- DIRECTIONS FOR THIS TASK: Nothing but the images is to be left out of your exact copy of the entries.

- DATASET EXTRACT:
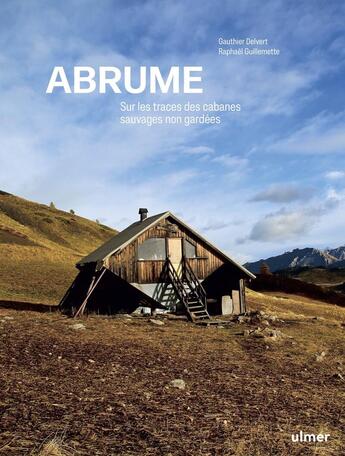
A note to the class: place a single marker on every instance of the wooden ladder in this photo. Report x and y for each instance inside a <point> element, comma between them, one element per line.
<point>189,291</point>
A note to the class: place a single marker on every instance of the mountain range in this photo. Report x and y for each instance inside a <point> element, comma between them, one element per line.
<point>302,258</point>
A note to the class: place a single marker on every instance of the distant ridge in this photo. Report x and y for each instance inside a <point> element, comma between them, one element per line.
<point>302,258</point>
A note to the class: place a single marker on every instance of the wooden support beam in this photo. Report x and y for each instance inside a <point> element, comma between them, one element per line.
<point>93,285</point>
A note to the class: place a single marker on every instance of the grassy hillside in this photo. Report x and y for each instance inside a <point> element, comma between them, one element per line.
<point>39,247</point>
<point>107,389</point>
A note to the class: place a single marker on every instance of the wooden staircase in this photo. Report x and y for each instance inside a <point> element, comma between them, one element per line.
<point>189,291</point>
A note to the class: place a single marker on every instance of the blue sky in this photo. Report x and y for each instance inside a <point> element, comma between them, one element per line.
<point>268,179</point>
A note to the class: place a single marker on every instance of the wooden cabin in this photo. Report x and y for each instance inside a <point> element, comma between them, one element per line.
<point>158,263</point>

- RESULT FOR THIS EXERCISE:
A note to the class: place a single marker on every instance of the wooden ladder in this photo. Report x and y for each instance inside a <point> element, comma between them, one element per line.
<point>189,291</point>
A note to the class: place a single marker on every instance of the mountain range in this photo. Report x and y for each instance inside a <point> element, comma between them, one element per line.
<point>302,258</point>
A note to the class: place a single marker on every instance of the distant ridge in this photo. Report x and y for each instance inside a <point> element, comma between them, one element per line.
<point>302,258</point>
A note to the class: place a single marker on every instance of the wooden support beam in this photo. Report x and y for each instance inside a <point> element, comma between them, one element per line.
<point>93,285</point>
A note to the class: place a single marker on every instance of the grassy hillside in this photo. Report x and y for each instance inside a <point> element, comma between them, one element per line.
<point>39,247</point>
<point>107,389</point>
A note to the class: place a single marker on every instance of the wooden staircase in this photo. Report x and y for each instance inside a <point> element, comma between them, one element per line.
<point>189,291</point>
A note to the class: place a single marker on every instance of the blue sky in this photo. Report x and y for each instance inside a <point> element, comma between them, one element per line.
<point>268,179</point>
A note to the class: place a single marker on every instance of the wooden cabin in this photo. Report x and y for each instance inside a <point> element, comma between them, one element per line.
<point>158,263</point>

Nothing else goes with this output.